**TASK DIRECTIONS**
Show each line of the material below that contains the word "Identify", treating uppercase and lowercase letters as distinct.

**DATA IN THIS EXERCISE**
----

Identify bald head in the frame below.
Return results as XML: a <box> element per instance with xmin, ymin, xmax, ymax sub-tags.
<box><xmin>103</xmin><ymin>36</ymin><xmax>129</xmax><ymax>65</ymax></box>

----

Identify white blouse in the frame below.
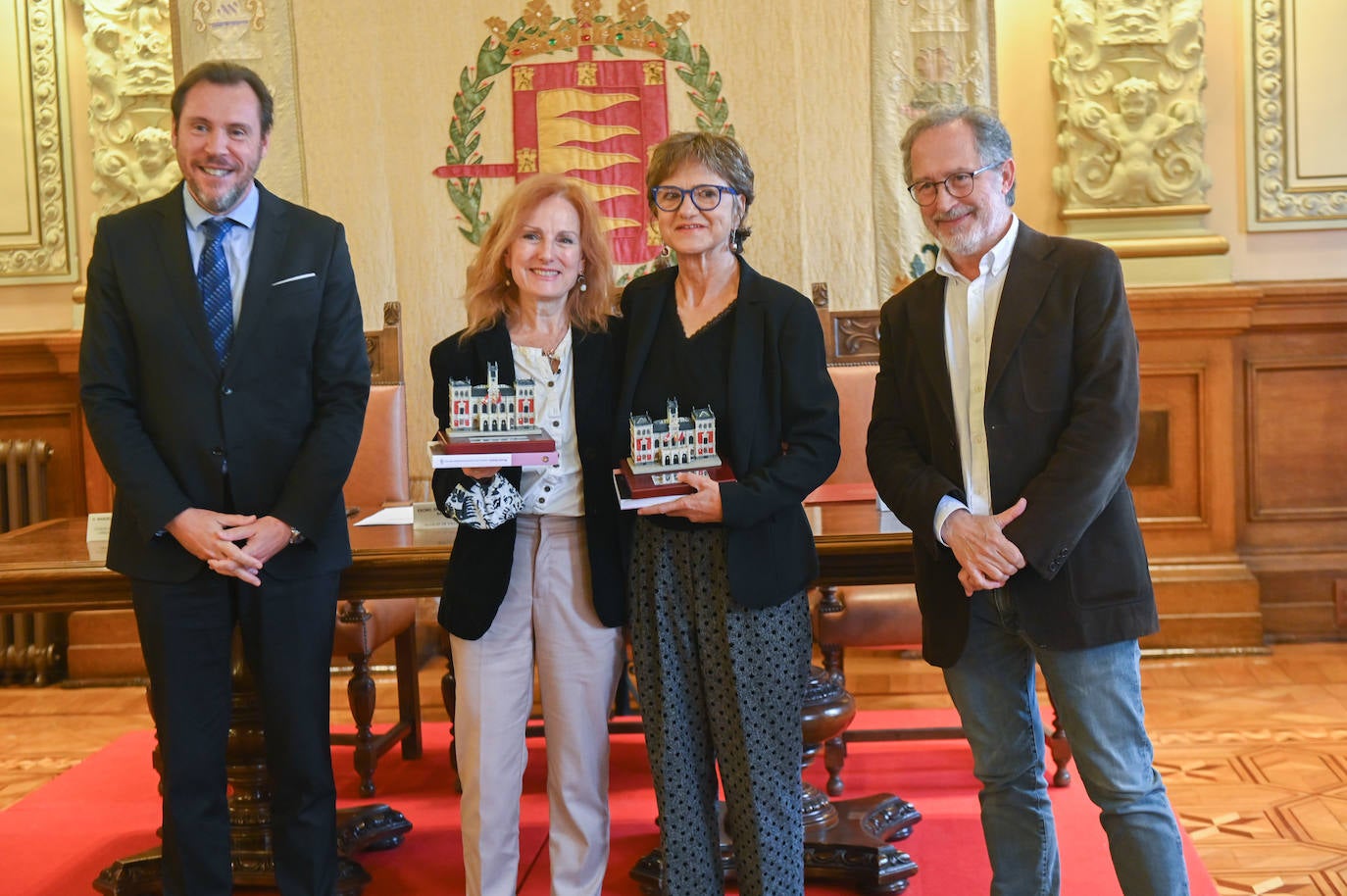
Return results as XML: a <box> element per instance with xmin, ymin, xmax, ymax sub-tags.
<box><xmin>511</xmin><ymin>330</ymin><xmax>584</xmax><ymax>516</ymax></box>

----

**RESPONSE BELOW**
Identify bald head in the frame below.
Identify white blouse in the frame below.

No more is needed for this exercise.